[A run of records]
___
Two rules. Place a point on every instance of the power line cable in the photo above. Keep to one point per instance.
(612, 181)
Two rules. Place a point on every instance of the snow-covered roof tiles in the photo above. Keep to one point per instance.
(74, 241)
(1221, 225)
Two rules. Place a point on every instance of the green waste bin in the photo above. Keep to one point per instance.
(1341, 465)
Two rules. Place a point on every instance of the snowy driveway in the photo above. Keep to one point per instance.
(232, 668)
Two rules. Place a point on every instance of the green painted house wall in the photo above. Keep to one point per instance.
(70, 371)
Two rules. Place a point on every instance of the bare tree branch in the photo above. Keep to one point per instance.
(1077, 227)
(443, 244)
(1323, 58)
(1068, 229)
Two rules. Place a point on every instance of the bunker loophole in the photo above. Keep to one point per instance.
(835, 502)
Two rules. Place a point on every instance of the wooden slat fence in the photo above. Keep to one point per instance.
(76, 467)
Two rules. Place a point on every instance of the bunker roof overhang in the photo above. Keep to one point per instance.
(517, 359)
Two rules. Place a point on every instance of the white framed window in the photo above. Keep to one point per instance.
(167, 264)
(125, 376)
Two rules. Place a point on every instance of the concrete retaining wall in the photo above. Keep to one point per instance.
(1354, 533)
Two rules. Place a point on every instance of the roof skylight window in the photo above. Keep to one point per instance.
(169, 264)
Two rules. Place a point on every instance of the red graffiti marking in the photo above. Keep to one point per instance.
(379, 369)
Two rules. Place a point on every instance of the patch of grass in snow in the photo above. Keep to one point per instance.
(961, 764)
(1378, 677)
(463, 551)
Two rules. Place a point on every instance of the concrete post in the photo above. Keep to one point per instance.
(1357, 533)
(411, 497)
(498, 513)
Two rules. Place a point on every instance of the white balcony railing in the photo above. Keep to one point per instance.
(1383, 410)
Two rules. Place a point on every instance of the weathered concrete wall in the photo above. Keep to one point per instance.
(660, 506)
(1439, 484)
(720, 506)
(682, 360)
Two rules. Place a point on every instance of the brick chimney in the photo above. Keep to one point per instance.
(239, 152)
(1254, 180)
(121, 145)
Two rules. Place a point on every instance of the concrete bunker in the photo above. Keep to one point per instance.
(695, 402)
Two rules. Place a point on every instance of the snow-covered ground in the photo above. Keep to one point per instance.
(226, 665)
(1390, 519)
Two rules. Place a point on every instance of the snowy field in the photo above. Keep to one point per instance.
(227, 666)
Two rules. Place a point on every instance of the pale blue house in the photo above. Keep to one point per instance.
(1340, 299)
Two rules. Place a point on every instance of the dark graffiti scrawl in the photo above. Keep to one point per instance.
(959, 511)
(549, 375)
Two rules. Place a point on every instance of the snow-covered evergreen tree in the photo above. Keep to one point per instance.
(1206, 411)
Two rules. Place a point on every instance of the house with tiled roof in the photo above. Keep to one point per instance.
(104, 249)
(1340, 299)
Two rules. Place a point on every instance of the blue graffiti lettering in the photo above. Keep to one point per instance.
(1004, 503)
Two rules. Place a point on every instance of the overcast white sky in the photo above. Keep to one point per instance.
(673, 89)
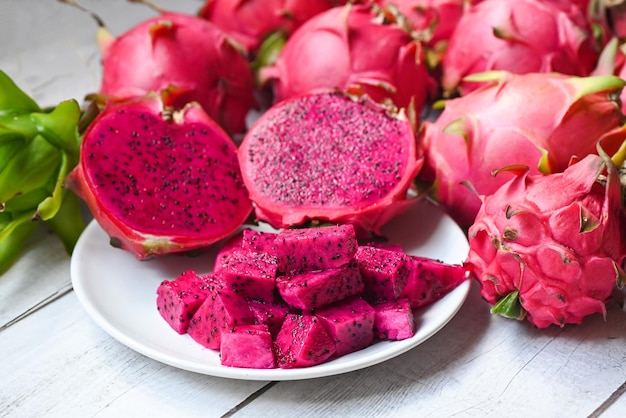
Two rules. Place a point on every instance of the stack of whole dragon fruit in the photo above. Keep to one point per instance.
(299, 297)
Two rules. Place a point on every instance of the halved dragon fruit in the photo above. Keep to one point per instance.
(185, 58)
(330, 157)
(159, 182)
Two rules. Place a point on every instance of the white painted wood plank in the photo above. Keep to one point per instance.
(58, 363)
(478, 365)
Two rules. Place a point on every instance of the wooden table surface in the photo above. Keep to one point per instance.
(56, 362)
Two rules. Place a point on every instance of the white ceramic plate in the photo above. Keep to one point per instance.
(119, 293)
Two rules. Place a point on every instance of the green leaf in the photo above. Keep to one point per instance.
(13, 99)
(59, 126)
(30, 168)
(510, 306)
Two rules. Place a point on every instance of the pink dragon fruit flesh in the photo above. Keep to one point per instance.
(302, 342)
(548, 247)
(186, 58)
(329, 157)
(519, 36)
(249, 346)
(350, 323)
(159, 182)
(361, 52)
(537, 120)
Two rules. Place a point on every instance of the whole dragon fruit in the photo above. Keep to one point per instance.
(250, 22)
(184, 57)
(160, 182)
(539, 120)
(547, 247)
(326, 156)
(361, 53)
(520, 36)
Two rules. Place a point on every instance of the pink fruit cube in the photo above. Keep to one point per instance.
(248, 346)
(302, 342)
(350, 324)
(222, 310)
(179, 299)
(315, 289)
(394, 320)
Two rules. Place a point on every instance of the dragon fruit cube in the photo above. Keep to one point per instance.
(311, 249)
(350, 324)
(394, 320)
(429, 280)
(222, 310)
(315, 289)
(384, 272)
(248, 346)
(251, 274)
(179, 299)
(258, 241)
(270, 314)
(302, 342)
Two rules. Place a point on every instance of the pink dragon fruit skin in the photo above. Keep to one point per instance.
(429, 280)
(302, 342)
(384, 273)
(548, 247)
(249, 346)
(250, 274)
(350, 323)
(315, 289)
(158, 184)
(538, 120)
(251, 22)
(360, 54)
(394, 320)
(311, 249)
(179, 299)
(222, 310)
(186, 58)
(361, 174)
(519, 36)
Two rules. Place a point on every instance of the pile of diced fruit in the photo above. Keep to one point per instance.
(299, 297)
___
- [Exercise requirements]:
Retype the listing exactly. Pictures do not belong in the copy.

- [Right answer]:
Two rules. Place a point on every instance of the power line cable in the photo above. Keep to one point per instance.
(612, 181)
Two rules. Place a point on every instance of the snow-covered roof tiles in the photo above. Keep to one point per instance.
(74, 241)
(1221, 225)
Two rules. Place a point on every instance of the green waste bin in the photo above. Keep to one point per instance.
(1341, 465)
Two rules. Place a point on every instance of the snowy driveway in the photo above. Keep to one point per instance.
(232, 668)
Two rules. Place a point on every instance of the green painted house wall in the photo above. Keep to one point per instance.
(70, 371)
Two rules. Place a point on every instance of the bare tree branch in the photo above. Keep to one point per instance.
(1077, 227)
(443, 244)
(1323, 58)
(1068, 229)
Two rules. Place a point on every instance of the bunker loophole in the photo above. Keep to one point per instance.
(835, 502)
Two rules. Place a point on every instance of the wooden slat fence in the photo above. Keep to one point per instance.
(76, 467)
Two rules. Place a point on every instance of the bunker roof overhang in the photo above. Keep to one point per instance.
(517, 359)
Two rules. Place a point on every instance of the white framed window in the photo above. Keep to one point per instance.
(167, 264)
(125, 376)
Two rules. Place a point on every instance of the concrete retaining wall in the photo above. Keep to one point per instance.
(1354, 533)
Two rules. Place a point on every instance of the roof skylight window in the photo above. Keep to one point per instance.
(169, 264)
Two rules. Place a point on every instance of the red graffiti marking in the photo above. Keep to one point per instance.
(379, 369)
Two rules. Place a point on every instance of the patch of grass in snow in the photo above. Keep to one point per instance.
(961, 764)
(1378, 677)
(463, 551)
Two rules. Place a point on every instance of the concrete post in the photo above. Keep to one point per instance.
(1357, 533)
(411, 497)
(498, 513)
Two rules. Place a point on every instance of the white balcony railing in the photo above. Keep to one point per instance.
(1383, 410)
Two rules. Place a point on every instance of the weathered concrete wall in the photo above. Keep to one point per instance.
(660, 506)
(1439, 484)
(720, 506)
(682, 360)
Two rules. Place a point on every instance of the brick chimney in the photo above. Keep to one point per instance.
(239, 152)
(1254, 180)
(121, 145)
Two rules. Place a point on every instance of the concrete bunker in the photo above. Keep to one point per instance.
(695, 402)
Two rules. Place a point on every instance of the snow-covered ground in the photo above. Keep to one point per instance.
(226, 665)
(1390, 519)
Two rules. Place a point on every instance of the snowy field in the photo above. Keep to one point per instance.
(227, 666)
Two rules. Place a point on every instance of the pale blue house in the photo above. Keep to one point per instance.
(1340, 299)
Two rules. Place a point on every instance of the dark graffiti scrawl in the photo above. Keep to one point per instance.
(959, 511)
(549, 375)
Two rules. Place a point on every instance of the snow-covered evergreen tree in the photo above. Keep to one point per instance.
(1206, 411)
Two rules. Place a point on every instance of the house with tiled roof in the photo above. Keep to one point per instance.
(104, 249)
(1340, 299)
Two rules. Place a point on every instance of the blue graffiti lettering in the photo above. Keep to one point per instance.
(1004, 503)
Two rules. Place a point on every instance of the overcast white sky in the photo above. Keep to one point per instance.
(673, 89)
Two rules. Place a point on every instance of the stack of whole dragon fruit in the photo above. Keep to one point per instance.
(299, 297)
Two rules. Place a point on every instance of the halved dragon fruit in the photo above. Keep to one point per instance.
(185, 58)
(330, 157)
(159, 182)
Two rules. Place a point on every instance of the white painted wood plank in the photo above. Keep to one point per instance.
(58, 363)
(478, 365)
Two rules. Place a point on every instance of the wooden table surface in the photo above. Keep to one point per instance.
(56, 362)
Two rules. Place a point on every instance of the white ceramic plate in the photo above. Keep to one point per instance.
(119, 293)
Two rules. Place a point on every instance of the green leaf in the photo above. Keep to one point per instance.
(13, 99)
(59, 126)
(30, 168)
(510, 306)
Two rules. Place a point on every instance of the pink dragon fruit flesh in the photo above. Keep to one point per instance.
(302, 342)
(548, 247)
(186, 58)
(329, 157)
(519, 36)
(249, 346)
(350, 323)
(159, 182)
(361, 52)
(537, 120)
Two rules. Place a point on every instance of the whole dragon fruit in the photo above. Keep to one point per instance.
(250, 22)
(184, 57)
(160, 182)
(539, 120)
(547, 247)
(326, 156)
(361, 53)
(520, 36)
Two rules. Place a point on every instance of the pink fruit cube in the photo above. Keep to one point per instance.
(248, 346)
(302, 342)
(350, 324)
(222, 310)
(179, 299)
(315, 289)
(394, 320)
Two rules. Place a point on every instance of the dragon fruit cube in the photo above. Keep to one point per instance.
(311, 249)
(350, 324)
(394, 320)
(429, 280)
(222, 310)
(315, 289)
(384, 272)
(248, 346)
(251, 274)
(179, 299)
(258, 241)
(270, 314)
(302, 342)
Two rules. Place a point on every instance of the pink dragon fruit skin in the photo above. Keep to one point per instance.
(429, 280)
(302, 342)
(384, 273)
(548, 247)
(249, 346)
(250, 274)
(350, 323)
(315, 289)
(158, 184)
(538, 120)
(251, 22)
(360, 54)
(394, 320)
(311, 249)
(179, 299)
(222, 310)
(186, 58)
(361, 174)
(519, 36)
Two rules. Place a point on every instance of the pile of diced fruit in the photo above. Keep to one point per instance.
(299, 297)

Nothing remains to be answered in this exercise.